Reading text =
-*-*-

This has caused a lack of supply combined with an abundance of demand, giving many companies the ability to raise the prices on the limited supply of goods they have to offer. In addition, many companies have experienced increased transportation costs, causing them to pass those additional costs onto the consumer. 

This results in higher prices at the gas station and checkout line, as the typical American budget squeezes to fit these new prices. In addition, many companies have started to shrink the size of the goods they offer to keep costs consistent, a phenomenon known as shrinkflation.

Shrinkflation

Many consumers have found that companies are deciding to shrink the size of the products they offer rather than only increasing the price, known as shrinkflation, resulting in less bang for your buck. Fox Business recently reported that everything from the size of yogurt cups to the number of Ziploc bags per box is decreasing as companies attempt to cut costs in unique ways. This is leading to smaller jars of peanut butter, smaller rolls of toilet paper, and smaller loaves of bread, all for the same or even slightly higher price as before. 

There is a lot of debate in the financial community around whether the effects of inflation will be short-lived and transitory, or whether they will be here to stay. Ultimately, no one knows how it will play out. Still, the fact that some companies are heavily investing in packaging changes, process changes, and even some machinery changes to accommodate this new landscape may signify that higher prices and shrinking goods are here to stay.

What can you do about it?

For many people, the most critical question is, what can I do about it? Here are a few tips and adjustments you can make to combat these rising prices and position yourself for long term financial success:

  1. Re-evaluate your assumptions.
    As a CFP® professional who helps people grow, manage, and maintain their wealth, I constantly have to make judgment calls and assumptions about what the future might hold. As I help families craft a financial plan for their personal situation, I consider what the markets have done throughout history and what we can expect them to do going forward.

-*-*-

Dataset =

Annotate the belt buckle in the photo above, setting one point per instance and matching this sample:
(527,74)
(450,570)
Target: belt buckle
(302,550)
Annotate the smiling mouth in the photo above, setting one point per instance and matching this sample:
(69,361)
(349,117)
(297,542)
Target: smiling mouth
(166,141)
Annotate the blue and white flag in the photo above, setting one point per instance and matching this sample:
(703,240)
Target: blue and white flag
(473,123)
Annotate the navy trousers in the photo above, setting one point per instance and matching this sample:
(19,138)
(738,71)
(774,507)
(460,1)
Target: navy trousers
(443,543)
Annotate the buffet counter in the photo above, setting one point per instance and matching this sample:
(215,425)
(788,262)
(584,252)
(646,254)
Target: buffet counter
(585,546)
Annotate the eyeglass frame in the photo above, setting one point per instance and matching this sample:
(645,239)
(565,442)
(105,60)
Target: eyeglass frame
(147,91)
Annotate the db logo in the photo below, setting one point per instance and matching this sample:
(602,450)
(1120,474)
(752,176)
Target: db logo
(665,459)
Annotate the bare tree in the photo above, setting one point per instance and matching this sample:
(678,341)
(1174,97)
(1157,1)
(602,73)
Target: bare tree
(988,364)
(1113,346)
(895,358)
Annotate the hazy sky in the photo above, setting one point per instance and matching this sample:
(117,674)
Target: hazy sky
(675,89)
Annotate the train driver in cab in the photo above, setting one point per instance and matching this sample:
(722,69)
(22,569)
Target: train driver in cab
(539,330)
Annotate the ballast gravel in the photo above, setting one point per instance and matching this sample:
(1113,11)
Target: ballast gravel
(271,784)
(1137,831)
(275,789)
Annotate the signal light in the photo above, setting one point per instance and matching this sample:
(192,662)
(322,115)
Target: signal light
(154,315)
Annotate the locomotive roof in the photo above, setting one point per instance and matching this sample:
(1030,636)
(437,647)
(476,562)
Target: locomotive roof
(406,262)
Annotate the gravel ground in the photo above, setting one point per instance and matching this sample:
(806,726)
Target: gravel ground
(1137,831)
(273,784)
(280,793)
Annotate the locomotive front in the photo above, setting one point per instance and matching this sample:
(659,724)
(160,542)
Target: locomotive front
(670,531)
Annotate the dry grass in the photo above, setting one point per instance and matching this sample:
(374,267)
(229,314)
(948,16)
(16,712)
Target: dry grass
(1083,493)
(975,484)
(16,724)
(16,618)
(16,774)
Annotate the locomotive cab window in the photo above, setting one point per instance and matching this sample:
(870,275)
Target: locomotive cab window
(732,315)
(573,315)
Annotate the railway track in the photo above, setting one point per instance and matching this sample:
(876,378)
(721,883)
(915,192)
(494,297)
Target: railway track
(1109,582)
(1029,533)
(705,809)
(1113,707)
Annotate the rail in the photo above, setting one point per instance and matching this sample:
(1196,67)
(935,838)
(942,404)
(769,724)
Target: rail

-*-*-

What to work on =
Carry on the article about inflation and shrinkflation, starting right after its final sentence.

Response to this exercise =
    Whether you’re self-managing your wealth or working with an advisor, this is a particular time where it may be beneficial to re-evaluate some of those assumptions you’ve made when crafting your financial plan, especially with regards to the cost of living and inflation projections. Ultimately, these assumptions flow downstream to your retirement plan as well. As a result, when you modify your assumptions or “stress-test” them, you may find that your initial retirement spending projections and income needs are no longer sufficient in this new environment.
  2. Invest in companies.
    An interesting element to the rise in prices of goods and services is that as prices go up, certain companies generate higher revenues, ultimately leading to better performance and potentially higher stock market valuations. This can provide a boost to stock owners as their shares can become more valuable as the companies they own generate higher revenues.

    While this is usually not reason enough to adjust your asset allocation and purchase more equities, you still benefit by owning particular stocks in companies raising their prices.
  3. Ask for a raise.
    While there has been a recent shortage in certain goods, causing prices to rise, there has also been a labor shortage, forcing companies to compete for workers. Ultimately, this leads to a situation where workers have more power to negotiate salaries and compensation, knowing that if their employer doesn’t give them a raise, they can likely find a competing employer who will. 

    A great way to combat higher prices is to earn more income. And while negotiating a salary increase can be a complex and challenging situation, it may be a great time to have that conversation with your employer because of the labor supply shortage.
  1. Compare prices.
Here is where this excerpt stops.